Reproduce every one of the records below in full, with the requests included, and scale each bounding-box coordinate in the answers by 1.5, rounding to whole numbers with halves rounded up. Leave the numbers in the requests, including their sample coordinates, unchanged.

§ §

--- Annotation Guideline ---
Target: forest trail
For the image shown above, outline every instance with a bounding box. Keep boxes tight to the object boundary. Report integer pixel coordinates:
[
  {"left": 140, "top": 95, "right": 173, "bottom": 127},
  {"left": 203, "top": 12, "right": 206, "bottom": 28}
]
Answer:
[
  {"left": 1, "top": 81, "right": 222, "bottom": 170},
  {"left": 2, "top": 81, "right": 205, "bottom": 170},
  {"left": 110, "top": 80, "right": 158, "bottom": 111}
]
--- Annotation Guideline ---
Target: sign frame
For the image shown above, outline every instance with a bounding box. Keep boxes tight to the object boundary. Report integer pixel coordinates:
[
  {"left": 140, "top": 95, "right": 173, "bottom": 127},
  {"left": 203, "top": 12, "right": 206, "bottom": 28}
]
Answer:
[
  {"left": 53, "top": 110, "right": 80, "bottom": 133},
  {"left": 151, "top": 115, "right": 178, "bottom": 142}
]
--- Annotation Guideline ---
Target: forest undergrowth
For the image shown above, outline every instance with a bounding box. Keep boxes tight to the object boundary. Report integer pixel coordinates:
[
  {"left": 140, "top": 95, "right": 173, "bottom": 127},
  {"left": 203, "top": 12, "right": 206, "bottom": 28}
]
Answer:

§ §

THE SOLUTION>
--- Annotation Guideline ---
Target: forest trail
For the image shown above, outline every instance with a bounding box. Keep boxes tight to the object boundary. Report integer pixel coordinates:
[
  {"left": 140, "top": 95, "right": 173, "bottom": 127},
  {"left": 203, "top": 12, "right": 206, "bottom": 28}
]
Answer:
[
  {"left": 2, "top": 122, "right": 333, "bottom": 255},
  {"left": 3, "top": 122, "right": 308, "bottom": 255},
  {"left": 165, "top": 120, "right": 237, "bottom": 167}
]
--- Annotation Guideline ---
Target: sign frame
For the image shown above, outline every instance with a bounding box. Keep boxes tight to the object boundary. Report integer pixel coordinates:
[
  {"left": 140, "top": 95, "right": 173, "bottom": 127},
  {"left": 203, "top": 12, "right": 206, "bottom": 28}
]
Answer:
[
  {"left": 80, "top": 165, "right": 120, "bottom": 200},
  {"left": 227, "top": 173, "right": 267, "bottom": 213}
]
--- Annotation Guideline ---
Target: forest undergrowth
For the image shown above, outline every instance with a bounding box. Keep boxes tight to the object boundary. Report integer pixel coordinates:
[
  {"left": 140, "top": 95, "right": 173, "bottom": 127},
  {"left": 203, "top": 12, "right": 206, "bottom": 28}
]
Answer:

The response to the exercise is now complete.